Reformat everything from the line containing "Question. The picture above shows the dove breast." down to the line containing "(1150, 626)" as a numbered list. Include both of those lines and omit any blank lines.

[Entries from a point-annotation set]
┌──

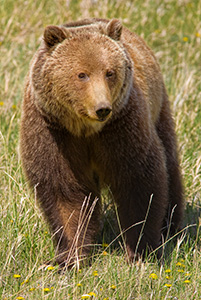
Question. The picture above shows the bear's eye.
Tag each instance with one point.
(110, 74)
(82, 76)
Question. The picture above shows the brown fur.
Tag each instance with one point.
(69, 151)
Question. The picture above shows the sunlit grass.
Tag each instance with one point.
(173, 30)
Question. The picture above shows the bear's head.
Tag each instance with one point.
(81, 76)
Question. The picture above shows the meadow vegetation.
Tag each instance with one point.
(172, 28)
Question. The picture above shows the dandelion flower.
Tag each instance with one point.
(167, 271)
(187, 281)
(85, 296)
(180, 271)
(79, 284)
(185, 39)
(95, 273)
(16, 275)
(92, 294)
(113, 287)
(168, 285)
(49, 268)
(153, 276)
(23, 282)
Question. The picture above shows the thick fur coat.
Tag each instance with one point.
(96, 113)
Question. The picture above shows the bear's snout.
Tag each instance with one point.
(103, 111)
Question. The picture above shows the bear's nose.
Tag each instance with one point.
(103, 112)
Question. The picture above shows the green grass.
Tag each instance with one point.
(173, 30)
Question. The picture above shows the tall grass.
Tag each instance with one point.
(173, 30)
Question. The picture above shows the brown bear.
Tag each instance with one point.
(96, 113)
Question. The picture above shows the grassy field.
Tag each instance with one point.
(173, 30)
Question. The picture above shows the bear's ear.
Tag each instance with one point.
(54, 35)
(114, 29)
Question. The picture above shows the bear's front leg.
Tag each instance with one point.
(73, 220)
(142, 201)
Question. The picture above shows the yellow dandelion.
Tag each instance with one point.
(187, 281)
(50, 268)
(168, 271)
(16, 275)
(153, 276)
(95, 273)
(168, 285)
(92, 294)
(185, 39)
(79, 284)
(85, 296)
(113, 287)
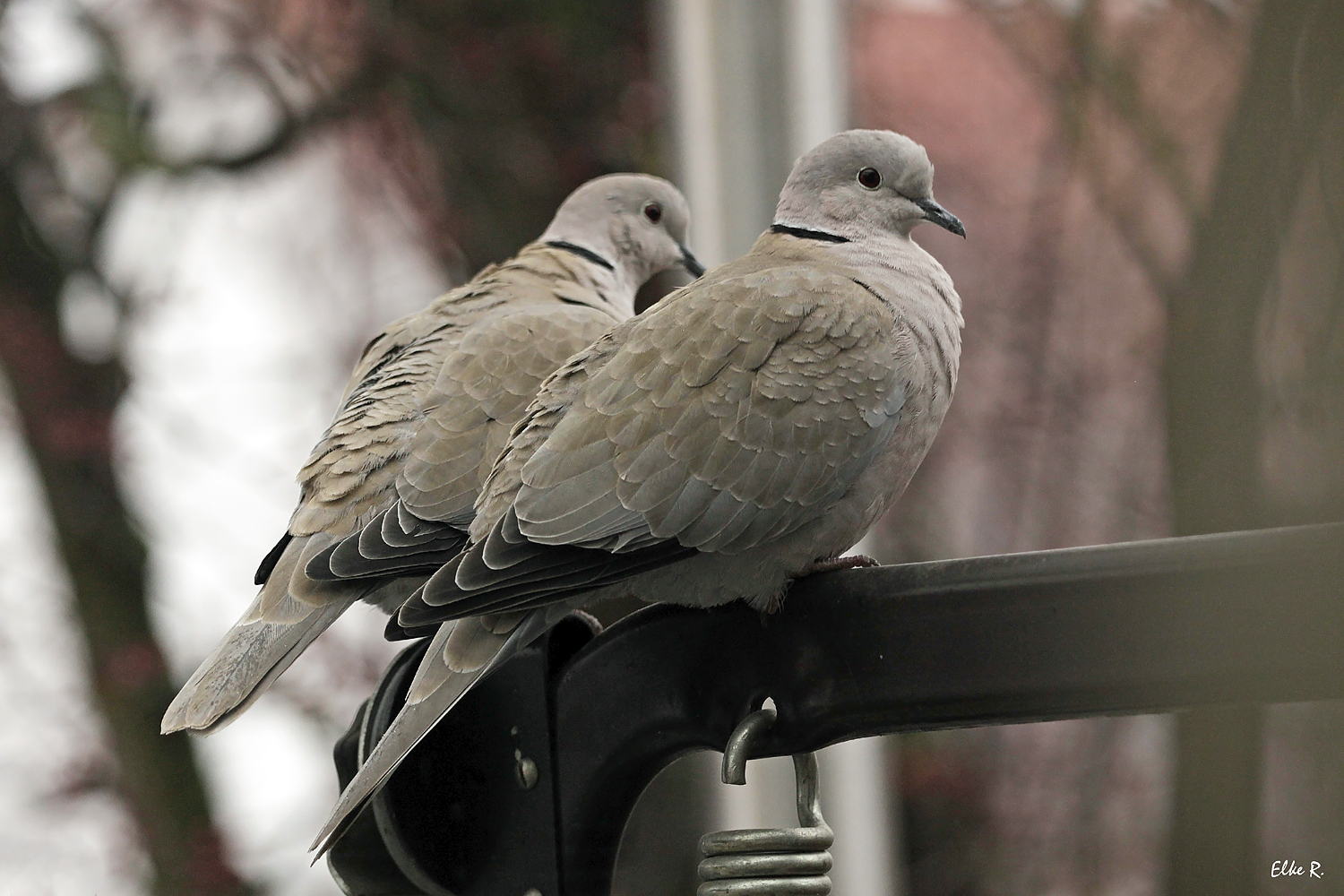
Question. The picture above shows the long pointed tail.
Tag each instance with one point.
(266, 640)
(461, 653)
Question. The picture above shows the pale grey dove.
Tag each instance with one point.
(426, 411)
(744, 432)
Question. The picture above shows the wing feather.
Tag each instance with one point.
(730, 416)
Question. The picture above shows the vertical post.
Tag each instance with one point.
(1293, 78)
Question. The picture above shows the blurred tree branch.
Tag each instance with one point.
(1215, 403)
(66, 409)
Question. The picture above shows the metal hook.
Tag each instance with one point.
(768, 860)
(739, 745)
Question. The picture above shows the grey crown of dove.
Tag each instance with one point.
(744, 432)
(427, 409)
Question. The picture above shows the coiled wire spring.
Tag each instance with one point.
(768, 861)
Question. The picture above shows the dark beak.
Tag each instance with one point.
(691, 263)
(935, 214)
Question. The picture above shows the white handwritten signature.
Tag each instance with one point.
(1289, 868)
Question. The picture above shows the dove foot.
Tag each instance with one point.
(839, 563)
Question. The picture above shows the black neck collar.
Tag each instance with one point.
(803, 233)
(582, 253)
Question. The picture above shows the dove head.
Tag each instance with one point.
(634, 223)
(860, 183)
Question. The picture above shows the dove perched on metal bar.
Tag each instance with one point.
(426, 411)
(744, 432)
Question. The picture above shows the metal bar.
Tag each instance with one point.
(1155, 626)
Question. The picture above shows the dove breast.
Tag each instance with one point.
(747, 425)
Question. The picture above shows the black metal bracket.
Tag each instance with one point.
(1150, 626)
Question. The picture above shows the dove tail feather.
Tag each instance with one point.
(433, 694)
(245, 664)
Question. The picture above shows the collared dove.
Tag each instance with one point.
(744, 432)
(426, 411)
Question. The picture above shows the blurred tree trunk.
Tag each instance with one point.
(66, 409)
(1215, 408)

└──

* **Exercise response**:
1. Question. The picture above shows the dove breast.
2. Tag each instance with one point.
3. (747, 425)
4. Question. The picture above shows the black metal bracket.
5. Tag each instance with one point.
6. (1150, 626)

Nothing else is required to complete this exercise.